Data extracted from a collection
====

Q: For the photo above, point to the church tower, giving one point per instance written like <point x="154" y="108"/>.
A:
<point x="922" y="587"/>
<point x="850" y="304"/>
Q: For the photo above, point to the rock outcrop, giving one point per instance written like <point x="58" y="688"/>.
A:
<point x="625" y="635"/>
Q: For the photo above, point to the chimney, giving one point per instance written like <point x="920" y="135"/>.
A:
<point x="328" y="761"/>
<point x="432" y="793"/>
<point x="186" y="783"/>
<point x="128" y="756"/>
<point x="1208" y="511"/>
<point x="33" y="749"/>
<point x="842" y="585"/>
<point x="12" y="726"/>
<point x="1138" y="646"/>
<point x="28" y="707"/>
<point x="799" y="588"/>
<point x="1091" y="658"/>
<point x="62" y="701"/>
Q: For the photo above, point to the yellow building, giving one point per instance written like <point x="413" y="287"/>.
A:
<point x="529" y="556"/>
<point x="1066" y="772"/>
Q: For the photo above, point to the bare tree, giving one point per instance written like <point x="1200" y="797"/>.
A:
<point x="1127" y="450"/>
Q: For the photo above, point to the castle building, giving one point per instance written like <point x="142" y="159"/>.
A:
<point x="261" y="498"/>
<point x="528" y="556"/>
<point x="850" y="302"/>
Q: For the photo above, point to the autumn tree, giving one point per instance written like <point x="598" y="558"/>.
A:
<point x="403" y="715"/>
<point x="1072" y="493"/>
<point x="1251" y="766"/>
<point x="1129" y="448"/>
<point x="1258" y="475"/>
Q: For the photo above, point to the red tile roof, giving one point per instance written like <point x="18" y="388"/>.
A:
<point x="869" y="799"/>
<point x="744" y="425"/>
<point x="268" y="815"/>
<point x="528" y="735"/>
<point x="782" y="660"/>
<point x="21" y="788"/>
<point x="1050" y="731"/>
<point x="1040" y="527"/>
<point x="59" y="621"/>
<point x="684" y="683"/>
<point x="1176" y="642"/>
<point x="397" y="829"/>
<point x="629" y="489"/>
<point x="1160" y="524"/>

====

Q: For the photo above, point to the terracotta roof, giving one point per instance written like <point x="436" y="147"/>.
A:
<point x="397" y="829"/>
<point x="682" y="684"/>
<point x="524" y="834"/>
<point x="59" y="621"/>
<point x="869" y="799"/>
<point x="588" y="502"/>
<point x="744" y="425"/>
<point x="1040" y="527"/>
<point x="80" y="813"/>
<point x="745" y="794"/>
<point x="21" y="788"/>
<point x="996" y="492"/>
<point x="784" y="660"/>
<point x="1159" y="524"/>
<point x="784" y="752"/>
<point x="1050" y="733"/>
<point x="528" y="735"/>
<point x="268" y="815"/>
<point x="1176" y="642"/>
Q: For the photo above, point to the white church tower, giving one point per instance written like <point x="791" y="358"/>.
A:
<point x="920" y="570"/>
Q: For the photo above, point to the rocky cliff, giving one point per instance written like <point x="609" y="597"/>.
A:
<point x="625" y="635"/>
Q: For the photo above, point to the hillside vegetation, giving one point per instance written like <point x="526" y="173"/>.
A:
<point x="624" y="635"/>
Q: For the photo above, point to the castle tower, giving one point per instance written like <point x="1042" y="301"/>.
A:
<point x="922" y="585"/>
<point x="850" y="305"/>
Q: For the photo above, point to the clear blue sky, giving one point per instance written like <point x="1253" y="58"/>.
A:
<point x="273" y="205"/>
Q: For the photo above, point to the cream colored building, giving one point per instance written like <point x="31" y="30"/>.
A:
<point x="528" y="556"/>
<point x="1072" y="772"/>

====

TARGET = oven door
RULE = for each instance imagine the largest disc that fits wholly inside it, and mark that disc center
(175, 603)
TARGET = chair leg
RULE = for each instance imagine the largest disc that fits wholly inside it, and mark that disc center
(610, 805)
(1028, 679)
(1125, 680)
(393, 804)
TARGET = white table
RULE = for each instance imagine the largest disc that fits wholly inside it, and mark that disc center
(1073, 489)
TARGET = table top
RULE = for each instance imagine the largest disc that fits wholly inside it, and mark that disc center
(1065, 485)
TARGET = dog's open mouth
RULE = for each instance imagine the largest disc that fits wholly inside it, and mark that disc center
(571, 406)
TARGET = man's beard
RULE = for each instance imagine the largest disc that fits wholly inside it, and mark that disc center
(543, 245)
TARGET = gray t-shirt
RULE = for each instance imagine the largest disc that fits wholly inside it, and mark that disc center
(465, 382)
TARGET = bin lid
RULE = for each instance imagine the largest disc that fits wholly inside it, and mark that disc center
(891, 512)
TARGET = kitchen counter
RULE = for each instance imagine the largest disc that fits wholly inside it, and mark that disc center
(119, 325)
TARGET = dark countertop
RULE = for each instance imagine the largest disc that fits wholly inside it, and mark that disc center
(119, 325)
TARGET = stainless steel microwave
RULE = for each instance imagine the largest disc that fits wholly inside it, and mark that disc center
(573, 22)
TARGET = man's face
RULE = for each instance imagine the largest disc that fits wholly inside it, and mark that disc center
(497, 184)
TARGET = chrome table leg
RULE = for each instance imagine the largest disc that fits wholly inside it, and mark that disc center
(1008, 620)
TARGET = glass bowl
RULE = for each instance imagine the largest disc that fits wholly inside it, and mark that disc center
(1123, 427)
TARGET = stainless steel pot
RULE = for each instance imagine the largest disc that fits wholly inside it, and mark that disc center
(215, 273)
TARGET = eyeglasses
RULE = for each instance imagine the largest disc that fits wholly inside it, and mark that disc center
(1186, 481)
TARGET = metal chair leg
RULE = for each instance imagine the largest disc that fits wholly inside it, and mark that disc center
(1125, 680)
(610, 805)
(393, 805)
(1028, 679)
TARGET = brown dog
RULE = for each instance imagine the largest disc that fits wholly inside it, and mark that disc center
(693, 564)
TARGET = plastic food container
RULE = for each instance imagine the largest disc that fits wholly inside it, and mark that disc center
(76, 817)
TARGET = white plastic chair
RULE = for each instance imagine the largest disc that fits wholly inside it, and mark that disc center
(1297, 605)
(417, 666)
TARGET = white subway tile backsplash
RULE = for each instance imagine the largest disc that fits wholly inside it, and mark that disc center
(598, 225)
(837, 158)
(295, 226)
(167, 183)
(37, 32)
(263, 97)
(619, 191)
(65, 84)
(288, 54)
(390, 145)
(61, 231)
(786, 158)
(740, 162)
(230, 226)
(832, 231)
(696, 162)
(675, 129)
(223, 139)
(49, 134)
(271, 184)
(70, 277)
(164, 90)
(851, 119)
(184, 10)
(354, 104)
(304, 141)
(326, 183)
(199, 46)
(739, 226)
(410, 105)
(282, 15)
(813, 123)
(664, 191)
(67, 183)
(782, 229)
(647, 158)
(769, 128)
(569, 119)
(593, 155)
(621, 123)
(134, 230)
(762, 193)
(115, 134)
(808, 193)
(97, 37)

====

* **EXERCISE DETAILS**: Pick out every line of the items above that contains the string "tower", and copy each of those lines.

* **EXERCISE ANSWER**:
Q: For the photo above, point to the church tower, giving one point per instance written like <point x="154" y="108"/>.
Q: For the photo above, point to the white church tower, giving one point per instance written like <point x="791" y="358"/>.
Q: For the photo above, point to the castle tower, giving one point per instance written like <point x="1042" y="301"/>.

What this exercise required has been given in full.